__Text segment__.
+++

Light: Sunlight is essential for plant growth. Most flowers and vegetables need at least eight hours of direct sun during the day. An uninterrupted period of light is best, but sun exposure can be split into morning and afternoon sun. Some plants will grow in part shade—a few hours of direct sun each day and filtered sunlight through trees or structures the rest of the day. A few types of plants will be happy in complete shade or filtered or indirect sun.
Starting Seeds Indoors
Some varieties are best started indoors because you have more control over the growing conditions. If you are a gardener in an area with a short growing season, starting seeds indoors extends your gardening season, allowing you to grow varieties that require longer growing times.
Containers and trays: Almost any container can be used to start seeds including milk or egg cartons, yogurt cups, or plastic berry trays. When reusing any container, it should be cleaned and sanitized and have holes that allow excess water to drain. For easy transplanting, try sowing seed in a paperboard or pulp pot— a biodegradable pot that can be planted directly into the garden. This saves you time and minimizes root damage to your seedling.
Media: A high-quality seed-starting mix, a type of growing media, is loose and lightweight yet holds moisture and is free from sticks and bark. Avoid potting soil mixes or soil from your garden that may have bugs, weeds, or diseases that can affect germination. Thoroughly moisten media before filling your container.
Moisture: Covering your containers with a clear lid or clear plastic wrap helps retain moisture and increase humidity during germination. After your seedlings emerge, remove the cover. A spray bottle or mister is a great way to keep growing media moist without damage to seeds and young seedlings. Check regularly to prevent seeds and seedlings from drying out.
Temperature: Optimal media temperatures for seeds to germinate will vary for each variety. Once the seeds germinate, room temperature of 70°–75°F will help the seedlings grow best. Warm season plants such as tomatoes, eggplants, and peppers appreciate warmer soil conditions and may benefit from the use of a special heat mat when sown indoors.
Light: For best growth, seedlings need at least 16 hours of light per day. Even your sunniest window may not supply enough light to grow strong plants. To provide adequate light, we recommend using a shop light with a mix of cool and warm white fluorescent bulbs placed 1–2 inches above the seedlings. You could also purchase special grow lights. To make it easier, plug your lights into a timer that is set to turn on and off automatically.
Circulation: Air circulation around seedlings can help prevent disease problems while strengthening seedlings. A fan on low setting will create the needed airflow.
Fertilizer: A water-soluble fertilizer may be used when seedlings have at least two sets of true leaves. Check the label for the recommended rate to mix for seedlings and transplants.
Hardening off: This is the final step before planting your seedlings into the garden. It is a 1 to 2 week transition period that helps the tender seedlings adjust to outdoor conditions, including exposure to direct sunlight, wind, and changes in temperature.
On the first day, put seedlings in a protected location out of direct sun and wind. Leave them outdoors for 1 to 2 hours then bring them back indoors. Each day, leave them outdoors longer and gradually move them into more exposed areas. Make sure to frequently check the soil moisture.
Enjoying Your Garden
The harvesting section inside our herb and vegetable packets provides a guideline to help you pick at the right time for the best flavor. We also include information on how to store herbs and vegetables, along with serving suggestions and delicious recipes. Flower packets provide information on using plants in the landscape and in your home as fresh or dried arrangements.
Gardening from seed is very rewarding. We hope that every packet of Botanical Interests seed will further inspire and educate the gardener in you.

+++

__Information provided__.
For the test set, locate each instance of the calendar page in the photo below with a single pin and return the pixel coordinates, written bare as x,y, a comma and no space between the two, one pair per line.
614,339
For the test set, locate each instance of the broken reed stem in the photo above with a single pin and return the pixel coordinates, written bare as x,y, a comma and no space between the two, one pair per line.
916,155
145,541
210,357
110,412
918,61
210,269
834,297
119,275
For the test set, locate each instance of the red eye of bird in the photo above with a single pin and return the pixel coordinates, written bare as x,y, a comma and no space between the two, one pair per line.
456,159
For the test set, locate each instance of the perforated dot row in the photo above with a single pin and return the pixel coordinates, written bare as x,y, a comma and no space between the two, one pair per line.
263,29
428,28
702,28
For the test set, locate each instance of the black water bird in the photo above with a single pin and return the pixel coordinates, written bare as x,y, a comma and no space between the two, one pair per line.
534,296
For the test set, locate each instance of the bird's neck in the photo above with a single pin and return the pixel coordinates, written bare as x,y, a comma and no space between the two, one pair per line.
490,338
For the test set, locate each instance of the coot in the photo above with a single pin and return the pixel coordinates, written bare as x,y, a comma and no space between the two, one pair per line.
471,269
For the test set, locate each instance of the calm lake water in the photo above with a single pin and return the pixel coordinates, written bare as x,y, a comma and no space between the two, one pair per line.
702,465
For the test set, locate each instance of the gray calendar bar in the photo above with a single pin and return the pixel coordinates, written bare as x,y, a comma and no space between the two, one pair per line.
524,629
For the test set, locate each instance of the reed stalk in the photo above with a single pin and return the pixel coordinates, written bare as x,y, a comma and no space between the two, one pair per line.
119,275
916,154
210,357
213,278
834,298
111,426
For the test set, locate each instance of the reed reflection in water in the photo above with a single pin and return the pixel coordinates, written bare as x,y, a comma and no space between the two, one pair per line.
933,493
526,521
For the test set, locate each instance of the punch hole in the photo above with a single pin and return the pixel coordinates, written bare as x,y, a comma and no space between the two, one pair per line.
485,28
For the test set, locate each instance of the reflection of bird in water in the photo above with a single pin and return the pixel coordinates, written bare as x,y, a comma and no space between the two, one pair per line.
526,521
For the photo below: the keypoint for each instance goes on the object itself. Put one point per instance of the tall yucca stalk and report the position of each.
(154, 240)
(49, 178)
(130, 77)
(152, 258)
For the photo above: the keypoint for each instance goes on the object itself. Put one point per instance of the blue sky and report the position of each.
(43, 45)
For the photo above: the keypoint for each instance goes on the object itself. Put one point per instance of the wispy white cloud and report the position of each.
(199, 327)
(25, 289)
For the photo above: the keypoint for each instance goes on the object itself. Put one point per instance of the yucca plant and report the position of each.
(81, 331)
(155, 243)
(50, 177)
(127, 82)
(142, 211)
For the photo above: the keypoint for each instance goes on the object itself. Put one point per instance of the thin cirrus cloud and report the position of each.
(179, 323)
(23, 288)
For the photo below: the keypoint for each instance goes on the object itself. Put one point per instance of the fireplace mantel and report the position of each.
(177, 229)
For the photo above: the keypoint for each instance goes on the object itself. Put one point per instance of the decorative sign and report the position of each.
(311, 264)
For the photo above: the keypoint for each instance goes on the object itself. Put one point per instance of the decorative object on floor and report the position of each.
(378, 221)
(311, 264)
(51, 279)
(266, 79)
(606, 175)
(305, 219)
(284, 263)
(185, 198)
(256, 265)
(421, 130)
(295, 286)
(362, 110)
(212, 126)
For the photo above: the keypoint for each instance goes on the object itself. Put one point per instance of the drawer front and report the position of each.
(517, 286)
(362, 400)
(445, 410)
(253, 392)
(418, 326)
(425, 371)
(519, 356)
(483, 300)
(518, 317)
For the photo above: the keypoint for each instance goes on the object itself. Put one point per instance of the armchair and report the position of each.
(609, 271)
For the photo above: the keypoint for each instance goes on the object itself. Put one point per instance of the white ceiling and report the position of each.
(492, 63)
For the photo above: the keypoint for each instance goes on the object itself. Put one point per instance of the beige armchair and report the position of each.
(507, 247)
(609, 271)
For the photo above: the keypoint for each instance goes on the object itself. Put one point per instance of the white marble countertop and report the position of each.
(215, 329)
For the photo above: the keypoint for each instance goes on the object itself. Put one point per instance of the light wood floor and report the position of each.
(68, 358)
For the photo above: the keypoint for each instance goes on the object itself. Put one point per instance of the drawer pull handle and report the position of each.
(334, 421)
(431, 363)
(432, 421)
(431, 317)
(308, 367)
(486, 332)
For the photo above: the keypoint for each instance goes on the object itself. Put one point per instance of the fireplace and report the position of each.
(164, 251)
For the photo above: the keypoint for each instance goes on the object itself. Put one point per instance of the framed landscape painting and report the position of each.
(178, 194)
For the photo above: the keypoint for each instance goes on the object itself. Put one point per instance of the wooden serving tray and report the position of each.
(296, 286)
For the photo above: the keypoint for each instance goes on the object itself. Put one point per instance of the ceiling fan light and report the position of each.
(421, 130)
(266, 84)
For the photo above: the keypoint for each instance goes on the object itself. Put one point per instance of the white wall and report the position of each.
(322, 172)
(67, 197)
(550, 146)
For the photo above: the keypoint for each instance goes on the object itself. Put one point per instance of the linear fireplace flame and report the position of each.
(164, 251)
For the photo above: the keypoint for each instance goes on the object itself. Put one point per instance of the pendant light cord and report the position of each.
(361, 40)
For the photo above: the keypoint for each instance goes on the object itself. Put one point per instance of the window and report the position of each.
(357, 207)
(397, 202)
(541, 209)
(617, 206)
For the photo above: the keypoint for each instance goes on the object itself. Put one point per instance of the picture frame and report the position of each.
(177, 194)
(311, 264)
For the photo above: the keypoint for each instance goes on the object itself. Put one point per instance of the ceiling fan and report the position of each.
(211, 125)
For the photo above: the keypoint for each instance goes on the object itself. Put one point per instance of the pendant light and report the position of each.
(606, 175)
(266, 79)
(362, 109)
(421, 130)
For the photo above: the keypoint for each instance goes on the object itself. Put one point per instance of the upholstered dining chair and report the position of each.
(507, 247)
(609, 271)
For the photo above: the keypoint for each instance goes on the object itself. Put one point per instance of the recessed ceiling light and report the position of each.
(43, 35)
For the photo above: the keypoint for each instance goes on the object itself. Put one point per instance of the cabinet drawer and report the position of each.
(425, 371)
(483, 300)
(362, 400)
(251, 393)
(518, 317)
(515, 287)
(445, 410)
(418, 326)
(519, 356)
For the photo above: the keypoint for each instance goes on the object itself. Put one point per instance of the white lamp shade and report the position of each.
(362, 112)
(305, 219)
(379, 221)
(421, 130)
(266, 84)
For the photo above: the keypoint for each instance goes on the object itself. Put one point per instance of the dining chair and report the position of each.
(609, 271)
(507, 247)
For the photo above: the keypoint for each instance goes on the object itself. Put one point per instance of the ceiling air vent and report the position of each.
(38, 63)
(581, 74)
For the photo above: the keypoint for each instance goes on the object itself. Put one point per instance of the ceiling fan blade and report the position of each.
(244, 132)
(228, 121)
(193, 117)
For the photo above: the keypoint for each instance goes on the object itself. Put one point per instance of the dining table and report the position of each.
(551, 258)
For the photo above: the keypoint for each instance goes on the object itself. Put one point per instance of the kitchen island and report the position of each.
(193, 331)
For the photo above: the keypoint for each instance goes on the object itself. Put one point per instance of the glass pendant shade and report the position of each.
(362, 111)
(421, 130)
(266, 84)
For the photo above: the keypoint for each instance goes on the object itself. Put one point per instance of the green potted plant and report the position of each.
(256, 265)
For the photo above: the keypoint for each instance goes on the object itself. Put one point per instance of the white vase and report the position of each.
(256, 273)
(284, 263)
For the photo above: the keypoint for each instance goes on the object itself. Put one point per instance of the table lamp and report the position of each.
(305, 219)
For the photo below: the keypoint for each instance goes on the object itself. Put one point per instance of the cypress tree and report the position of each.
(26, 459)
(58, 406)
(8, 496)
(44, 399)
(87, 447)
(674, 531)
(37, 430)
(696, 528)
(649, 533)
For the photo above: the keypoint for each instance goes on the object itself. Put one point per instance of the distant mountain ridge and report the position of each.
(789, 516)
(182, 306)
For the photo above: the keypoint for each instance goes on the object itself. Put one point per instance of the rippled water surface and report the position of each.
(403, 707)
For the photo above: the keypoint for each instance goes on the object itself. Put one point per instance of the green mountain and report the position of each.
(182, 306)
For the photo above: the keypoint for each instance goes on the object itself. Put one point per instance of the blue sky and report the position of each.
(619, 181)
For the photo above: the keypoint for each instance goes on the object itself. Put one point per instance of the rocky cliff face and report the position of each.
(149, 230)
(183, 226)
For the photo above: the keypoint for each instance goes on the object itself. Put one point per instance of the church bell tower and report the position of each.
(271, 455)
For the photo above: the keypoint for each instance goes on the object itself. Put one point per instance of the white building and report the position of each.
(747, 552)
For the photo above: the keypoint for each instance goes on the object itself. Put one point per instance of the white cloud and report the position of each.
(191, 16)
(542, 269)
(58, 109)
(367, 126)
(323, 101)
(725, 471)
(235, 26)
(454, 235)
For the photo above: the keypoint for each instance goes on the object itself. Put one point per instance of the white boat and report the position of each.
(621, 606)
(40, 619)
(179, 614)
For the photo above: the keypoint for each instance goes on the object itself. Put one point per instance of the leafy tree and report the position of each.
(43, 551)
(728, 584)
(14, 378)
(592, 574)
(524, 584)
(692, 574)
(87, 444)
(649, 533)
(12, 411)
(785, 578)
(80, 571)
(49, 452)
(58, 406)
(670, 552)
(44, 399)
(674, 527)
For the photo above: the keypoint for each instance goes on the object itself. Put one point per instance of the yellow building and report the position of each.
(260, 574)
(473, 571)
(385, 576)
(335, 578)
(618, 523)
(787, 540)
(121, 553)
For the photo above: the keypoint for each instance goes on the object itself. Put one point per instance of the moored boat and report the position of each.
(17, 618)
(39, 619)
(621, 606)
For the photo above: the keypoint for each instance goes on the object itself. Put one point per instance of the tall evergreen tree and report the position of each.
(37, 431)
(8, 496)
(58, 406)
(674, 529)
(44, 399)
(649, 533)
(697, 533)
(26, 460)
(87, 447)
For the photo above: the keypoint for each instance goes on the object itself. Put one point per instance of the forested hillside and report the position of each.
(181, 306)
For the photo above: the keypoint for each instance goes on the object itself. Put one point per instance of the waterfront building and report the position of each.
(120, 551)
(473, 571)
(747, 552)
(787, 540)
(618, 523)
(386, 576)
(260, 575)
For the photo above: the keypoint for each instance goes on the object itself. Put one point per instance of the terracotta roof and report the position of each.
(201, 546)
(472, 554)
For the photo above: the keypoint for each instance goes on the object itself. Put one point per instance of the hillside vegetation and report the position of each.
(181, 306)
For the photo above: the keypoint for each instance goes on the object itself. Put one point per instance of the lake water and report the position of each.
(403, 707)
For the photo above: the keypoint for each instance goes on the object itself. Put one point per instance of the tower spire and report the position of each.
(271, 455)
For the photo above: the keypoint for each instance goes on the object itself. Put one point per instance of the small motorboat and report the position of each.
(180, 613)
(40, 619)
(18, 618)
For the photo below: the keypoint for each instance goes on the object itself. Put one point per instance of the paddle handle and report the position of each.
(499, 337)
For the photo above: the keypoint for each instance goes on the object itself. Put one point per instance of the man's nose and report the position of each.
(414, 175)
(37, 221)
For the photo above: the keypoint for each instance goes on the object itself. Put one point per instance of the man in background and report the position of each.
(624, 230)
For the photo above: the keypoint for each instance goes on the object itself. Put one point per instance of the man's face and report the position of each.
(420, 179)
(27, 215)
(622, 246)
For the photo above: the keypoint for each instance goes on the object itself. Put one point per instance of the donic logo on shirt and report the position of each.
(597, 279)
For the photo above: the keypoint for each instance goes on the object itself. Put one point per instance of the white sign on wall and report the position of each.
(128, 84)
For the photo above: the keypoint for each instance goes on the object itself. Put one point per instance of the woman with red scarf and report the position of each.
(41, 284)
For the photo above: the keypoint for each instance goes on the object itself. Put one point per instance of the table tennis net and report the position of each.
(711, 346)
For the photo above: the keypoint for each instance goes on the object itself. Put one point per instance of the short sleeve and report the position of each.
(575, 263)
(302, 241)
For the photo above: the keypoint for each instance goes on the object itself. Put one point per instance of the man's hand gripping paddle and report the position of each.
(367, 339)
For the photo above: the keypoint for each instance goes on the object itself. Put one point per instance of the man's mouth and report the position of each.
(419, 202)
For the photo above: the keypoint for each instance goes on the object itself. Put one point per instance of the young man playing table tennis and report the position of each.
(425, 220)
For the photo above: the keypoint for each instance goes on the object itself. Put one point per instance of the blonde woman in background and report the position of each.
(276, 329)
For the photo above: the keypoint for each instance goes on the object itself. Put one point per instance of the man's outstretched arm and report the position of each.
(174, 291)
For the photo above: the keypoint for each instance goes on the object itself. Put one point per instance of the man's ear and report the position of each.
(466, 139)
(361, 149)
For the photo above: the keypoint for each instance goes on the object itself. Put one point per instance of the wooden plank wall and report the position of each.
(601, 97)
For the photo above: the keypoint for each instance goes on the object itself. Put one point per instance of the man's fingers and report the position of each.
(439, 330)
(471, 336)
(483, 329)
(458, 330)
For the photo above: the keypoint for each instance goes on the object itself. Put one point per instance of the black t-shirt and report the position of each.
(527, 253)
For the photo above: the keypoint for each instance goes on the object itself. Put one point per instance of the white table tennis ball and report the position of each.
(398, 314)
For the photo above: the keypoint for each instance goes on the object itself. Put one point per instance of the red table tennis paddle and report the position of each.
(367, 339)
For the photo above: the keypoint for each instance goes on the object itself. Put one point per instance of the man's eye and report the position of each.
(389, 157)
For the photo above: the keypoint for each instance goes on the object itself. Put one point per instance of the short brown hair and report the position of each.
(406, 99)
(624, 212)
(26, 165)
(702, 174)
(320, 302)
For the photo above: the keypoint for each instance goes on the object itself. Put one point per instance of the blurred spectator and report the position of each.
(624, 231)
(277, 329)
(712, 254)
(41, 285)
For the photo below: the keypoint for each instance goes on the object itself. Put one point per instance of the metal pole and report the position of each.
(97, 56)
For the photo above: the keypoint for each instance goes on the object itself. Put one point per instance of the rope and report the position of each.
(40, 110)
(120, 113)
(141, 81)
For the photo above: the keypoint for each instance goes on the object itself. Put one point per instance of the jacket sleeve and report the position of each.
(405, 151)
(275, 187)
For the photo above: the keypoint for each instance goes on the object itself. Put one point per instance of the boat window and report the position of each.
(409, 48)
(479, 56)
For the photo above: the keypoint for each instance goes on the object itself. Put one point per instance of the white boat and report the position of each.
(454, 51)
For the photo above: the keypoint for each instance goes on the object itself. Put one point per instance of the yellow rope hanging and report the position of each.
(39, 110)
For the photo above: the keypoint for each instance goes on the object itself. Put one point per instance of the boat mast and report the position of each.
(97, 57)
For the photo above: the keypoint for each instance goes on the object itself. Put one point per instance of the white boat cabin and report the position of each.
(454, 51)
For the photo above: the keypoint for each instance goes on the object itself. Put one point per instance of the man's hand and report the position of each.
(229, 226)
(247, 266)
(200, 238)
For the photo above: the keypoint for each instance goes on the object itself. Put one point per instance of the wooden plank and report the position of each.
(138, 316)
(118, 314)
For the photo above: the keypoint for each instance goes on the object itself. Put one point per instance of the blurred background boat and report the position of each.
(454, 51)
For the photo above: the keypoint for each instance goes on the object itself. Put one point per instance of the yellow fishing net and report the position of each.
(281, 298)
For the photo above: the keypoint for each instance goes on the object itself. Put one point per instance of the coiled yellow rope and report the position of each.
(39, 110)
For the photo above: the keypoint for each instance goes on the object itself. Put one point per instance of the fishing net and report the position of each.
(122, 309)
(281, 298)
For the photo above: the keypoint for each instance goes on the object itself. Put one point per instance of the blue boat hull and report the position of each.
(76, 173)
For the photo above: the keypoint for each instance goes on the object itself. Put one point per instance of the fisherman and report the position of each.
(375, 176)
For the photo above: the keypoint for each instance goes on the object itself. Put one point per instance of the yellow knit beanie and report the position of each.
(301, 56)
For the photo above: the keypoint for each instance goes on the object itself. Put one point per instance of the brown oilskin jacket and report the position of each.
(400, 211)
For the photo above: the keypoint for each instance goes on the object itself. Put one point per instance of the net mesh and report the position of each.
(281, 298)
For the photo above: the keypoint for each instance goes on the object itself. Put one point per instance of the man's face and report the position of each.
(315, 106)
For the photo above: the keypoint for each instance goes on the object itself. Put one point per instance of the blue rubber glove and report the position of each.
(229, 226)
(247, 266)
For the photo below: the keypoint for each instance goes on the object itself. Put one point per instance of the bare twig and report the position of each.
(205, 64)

+++

__Study questions__.
(1) Retype the seed-starting guide from "Hardening off: This" up to and including "changes in temperature.".
(2) According to the seed-starting guide, how long does the hardening-off period last?
These rows have nothing to do with the seed-starting guide.

__Solutions__.
(1)
Hardening off: This is the final step before planting your seedlings into the garden. It is a 1 to 2 week transition period that helps the tender seedlings adjust to outdoor conditions, including exposure to direct sunlight, wind, and changes in temperature.

(2) 1 to 2 weeks